Aim of the task | Show every line below that contains the word "zucchini", copying each such line in full.

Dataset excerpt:
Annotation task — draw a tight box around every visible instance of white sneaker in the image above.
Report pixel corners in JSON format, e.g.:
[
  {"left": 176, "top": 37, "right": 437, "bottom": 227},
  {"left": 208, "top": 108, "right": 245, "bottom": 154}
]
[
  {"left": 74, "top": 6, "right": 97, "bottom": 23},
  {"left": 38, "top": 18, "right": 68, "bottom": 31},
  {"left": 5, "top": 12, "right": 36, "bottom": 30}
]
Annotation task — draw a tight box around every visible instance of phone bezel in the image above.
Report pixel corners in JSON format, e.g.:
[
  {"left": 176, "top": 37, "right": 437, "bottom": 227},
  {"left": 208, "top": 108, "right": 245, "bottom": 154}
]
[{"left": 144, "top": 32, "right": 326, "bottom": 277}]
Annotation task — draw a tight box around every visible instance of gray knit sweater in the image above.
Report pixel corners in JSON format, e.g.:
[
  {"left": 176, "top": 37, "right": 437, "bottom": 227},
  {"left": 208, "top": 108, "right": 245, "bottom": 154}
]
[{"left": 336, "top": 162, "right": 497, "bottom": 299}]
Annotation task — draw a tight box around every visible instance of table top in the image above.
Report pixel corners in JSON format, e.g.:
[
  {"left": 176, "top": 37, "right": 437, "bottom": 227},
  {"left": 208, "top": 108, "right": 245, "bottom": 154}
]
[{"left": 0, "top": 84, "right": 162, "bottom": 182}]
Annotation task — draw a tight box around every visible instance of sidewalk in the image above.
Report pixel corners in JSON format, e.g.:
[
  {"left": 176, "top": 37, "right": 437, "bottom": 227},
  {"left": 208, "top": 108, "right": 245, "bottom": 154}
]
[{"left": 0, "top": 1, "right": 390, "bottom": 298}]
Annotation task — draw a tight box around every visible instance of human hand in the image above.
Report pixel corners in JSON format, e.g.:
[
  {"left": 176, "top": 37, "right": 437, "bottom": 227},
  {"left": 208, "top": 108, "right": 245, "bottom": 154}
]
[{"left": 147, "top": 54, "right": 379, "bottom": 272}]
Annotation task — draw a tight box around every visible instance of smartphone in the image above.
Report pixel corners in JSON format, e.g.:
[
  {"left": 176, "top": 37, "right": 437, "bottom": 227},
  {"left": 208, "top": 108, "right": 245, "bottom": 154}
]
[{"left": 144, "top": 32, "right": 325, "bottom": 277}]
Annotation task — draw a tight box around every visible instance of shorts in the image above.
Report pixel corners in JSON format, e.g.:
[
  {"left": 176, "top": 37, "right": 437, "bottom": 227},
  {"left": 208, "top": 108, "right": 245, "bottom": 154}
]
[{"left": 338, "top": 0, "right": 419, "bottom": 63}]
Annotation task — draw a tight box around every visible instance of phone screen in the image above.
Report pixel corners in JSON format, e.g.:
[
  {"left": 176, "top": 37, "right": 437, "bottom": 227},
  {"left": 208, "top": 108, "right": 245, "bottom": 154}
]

---

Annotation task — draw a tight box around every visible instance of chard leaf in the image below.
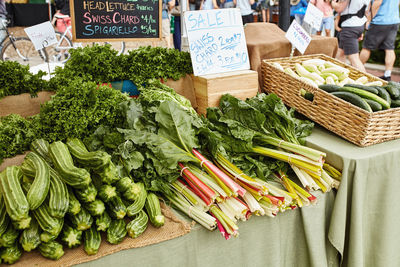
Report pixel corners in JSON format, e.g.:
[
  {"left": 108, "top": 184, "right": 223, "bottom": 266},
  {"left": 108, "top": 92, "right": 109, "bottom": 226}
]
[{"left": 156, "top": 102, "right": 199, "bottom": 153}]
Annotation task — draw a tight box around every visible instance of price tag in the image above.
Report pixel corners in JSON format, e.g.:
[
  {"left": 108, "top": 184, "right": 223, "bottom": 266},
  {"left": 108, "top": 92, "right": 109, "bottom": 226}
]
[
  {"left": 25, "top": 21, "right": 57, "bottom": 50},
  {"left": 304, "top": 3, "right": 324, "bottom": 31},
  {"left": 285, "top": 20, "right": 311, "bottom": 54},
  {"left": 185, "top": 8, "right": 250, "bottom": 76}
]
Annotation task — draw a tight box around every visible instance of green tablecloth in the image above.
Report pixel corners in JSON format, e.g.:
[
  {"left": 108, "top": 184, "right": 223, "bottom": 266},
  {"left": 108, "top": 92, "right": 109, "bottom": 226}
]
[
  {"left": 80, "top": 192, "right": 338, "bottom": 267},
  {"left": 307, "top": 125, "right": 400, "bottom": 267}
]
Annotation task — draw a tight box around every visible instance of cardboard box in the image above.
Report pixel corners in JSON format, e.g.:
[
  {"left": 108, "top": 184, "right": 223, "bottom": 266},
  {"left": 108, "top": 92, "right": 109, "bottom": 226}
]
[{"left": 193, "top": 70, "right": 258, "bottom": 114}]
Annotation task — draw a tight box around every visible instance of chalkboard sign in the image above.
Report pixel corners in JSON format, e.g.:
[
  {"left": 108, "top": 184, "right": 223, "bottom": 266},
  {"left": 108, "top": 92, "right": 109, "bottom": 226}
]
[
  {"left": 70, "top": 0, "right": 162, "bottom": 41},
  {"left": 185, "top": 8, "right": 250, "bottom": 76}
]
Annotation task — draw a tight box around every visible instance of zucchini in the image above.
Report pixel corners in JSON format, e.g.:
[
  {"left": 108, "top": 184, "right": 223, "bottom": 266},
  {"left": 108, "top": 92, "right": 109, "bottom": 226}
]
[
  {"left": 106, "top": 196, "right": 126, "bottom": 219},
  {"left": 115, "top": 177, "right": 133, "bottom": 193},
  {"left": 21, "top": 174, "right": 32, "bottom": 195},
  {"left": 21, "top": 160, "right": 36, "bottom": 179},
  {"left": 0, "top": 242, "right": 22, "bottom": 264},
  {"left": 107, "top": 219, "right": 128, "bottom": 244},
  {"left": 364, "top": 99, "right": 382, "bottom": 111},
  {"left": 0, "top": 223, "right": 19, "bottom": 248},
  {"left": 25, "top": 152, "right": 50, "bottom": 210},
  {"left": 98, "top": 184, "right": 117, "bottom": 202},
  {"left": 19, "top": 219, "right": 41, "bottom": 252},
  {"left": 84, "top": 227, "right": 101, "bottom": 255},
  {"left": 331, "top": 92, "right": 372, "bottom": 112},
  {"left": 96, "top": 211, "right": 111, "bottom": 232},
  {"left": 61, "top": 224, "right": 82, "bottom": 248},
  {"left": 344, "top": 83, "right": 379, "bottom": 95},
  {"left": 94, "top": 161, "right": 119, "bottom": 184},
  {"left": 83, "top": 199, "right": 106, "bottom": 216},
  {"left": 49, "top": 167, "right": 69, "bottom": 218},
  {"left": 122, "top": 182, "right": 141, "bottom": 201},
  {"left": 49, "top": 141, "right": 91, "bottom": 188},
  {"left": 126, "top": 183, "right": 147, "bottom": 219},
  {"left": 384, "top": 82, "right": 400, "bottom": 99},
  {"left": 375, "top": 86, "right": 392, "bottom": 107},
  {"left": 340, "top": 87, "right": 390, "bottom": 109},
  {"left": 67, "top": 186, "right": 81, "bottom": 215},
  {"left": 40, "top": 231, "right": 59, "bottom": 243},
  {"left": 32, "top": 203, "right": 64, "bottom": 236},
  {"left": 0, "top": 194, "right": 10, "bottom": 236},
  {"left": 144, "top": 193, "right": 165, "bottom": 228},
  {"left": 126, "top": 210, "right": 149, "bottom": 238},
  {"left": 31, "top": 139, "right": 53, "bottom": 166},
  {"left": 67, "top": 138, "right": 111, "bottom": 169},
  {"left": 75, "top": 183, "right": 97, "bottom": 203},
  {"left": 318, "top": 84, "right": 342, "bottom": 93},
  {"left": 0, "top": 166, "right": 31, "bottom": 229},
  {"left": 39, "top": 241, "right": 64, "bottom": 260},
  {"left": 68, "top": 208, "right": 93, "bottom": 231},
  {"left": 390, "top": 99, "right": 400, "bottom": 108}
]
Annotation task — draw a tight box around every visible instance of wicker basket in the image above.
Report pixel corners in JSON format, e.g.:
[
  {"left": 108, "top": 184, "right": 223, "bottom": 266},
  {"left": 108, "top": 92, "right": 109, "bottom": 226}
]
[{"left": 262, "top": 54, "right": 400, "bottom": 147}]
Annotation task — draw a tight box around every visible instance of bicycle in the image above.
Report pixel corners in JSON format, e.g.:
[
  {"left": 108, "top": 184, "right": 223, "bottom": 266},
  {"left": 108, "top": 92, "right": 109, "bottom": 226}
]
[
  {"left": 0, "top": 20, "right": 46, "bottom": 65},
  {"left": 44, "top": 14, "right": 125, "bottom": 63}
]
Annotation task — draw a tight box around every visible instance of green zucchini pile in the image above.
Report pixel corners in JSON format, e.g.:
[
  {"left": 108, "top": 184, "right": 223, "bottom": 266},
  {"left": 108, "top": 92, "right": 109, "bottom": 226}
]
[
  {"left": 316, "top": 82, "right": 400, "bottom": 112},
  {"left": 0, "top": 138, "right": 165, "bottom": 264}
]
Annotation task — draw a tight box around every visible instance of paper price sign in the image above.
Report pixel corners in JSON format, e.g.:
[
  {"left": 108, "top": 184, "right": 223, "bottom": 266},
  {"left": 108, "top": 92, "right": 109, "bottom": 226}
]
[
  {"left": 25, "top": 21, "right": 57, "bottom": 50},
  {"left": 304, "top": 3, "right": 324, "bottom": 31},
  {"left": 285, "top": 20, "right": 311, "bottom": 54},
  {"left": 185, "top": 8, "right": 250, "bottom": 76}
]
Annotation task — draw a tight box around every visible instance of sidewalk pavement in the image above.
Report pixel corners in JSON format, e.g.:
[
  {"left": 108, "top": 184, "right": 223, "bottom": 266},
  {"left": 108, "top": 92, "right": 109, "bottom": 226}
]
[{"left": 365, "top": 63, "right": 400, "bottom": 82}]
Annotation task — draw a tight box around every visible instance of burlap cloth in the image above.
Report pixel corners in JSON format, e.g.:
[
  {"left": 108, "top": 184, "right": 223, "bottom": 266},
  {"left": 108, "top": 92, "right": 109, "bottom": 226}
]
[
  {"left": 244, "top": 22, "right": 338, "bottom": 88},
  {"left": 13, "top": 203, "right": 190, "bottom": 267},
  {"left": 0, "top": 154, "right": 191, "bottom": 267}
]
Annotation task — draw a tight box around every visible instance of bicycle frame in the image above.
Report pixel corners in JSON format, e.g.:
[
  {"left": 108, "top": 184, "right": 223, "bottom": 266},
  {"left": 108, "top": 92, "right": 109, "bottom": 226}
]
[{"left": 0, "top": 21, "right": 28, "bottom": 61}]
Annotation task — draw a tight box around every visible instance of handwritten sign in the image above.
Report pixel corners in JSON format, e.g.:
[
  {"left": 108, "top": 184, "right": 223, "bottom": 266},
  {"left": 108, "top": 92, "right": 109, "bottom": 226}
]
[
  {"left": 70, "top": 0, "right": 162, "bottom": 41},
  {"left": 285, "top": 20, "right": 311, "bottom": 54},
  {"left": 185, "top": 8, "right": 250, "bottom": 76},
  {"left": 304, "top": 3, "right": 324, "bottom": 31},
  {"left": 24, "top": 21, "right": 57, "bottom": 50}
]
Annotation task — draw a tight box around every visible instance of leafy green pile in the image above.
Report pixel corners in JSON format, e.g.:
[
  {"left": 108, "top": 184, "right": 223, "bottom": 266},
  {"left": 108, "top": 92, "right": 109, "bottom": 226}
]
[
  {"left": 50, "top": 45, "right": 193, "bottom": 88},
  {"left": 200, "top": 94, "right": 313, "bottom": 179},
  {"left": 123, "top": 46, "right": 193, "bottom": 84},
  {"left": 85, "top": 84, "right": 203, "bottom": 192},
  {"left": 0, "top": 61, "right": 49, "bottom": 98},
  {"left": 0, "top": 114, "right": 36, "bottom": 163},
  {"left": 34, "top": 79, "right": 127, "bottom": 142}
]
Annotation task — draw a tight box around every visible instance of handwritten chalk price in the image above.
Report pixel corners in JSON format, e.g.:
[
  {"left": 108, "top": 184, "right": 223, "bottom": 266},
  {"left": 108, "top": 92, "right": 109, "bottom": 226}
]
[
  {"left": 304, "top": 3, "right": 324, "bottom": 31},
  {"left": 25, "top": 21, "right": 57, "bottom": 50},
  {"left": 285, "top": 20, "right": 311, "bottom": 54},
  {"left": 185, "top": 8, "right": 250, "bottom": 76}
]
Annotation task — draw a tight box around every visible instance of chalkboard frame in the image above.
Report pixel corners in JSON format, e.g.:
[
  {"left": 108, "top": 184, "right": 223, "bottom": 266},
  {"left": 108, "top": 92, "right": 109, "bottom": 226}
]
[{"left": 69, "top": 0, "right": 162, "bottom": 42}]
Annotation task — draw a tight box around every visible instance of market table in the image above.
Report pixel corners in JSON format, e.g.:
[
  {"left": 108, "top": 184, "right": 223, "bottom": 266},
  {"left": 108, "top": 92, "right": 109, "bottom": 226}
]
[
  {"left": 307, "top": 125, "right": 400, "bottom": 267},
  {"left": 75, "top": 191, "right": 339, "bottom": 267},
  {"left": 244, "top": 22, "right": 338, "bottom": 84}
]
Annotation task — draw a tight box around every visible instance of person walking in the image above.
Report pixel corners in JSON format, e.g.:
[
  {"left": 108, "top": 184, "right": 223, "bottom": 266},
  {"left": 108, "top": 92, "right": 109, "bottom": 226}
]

Result for this exercise |
Annotation task — draw a tight box around every visible instance of zucchini in the image above.
Annotation task — draw a tight box around every visible instance of green zucchini pile in the image above.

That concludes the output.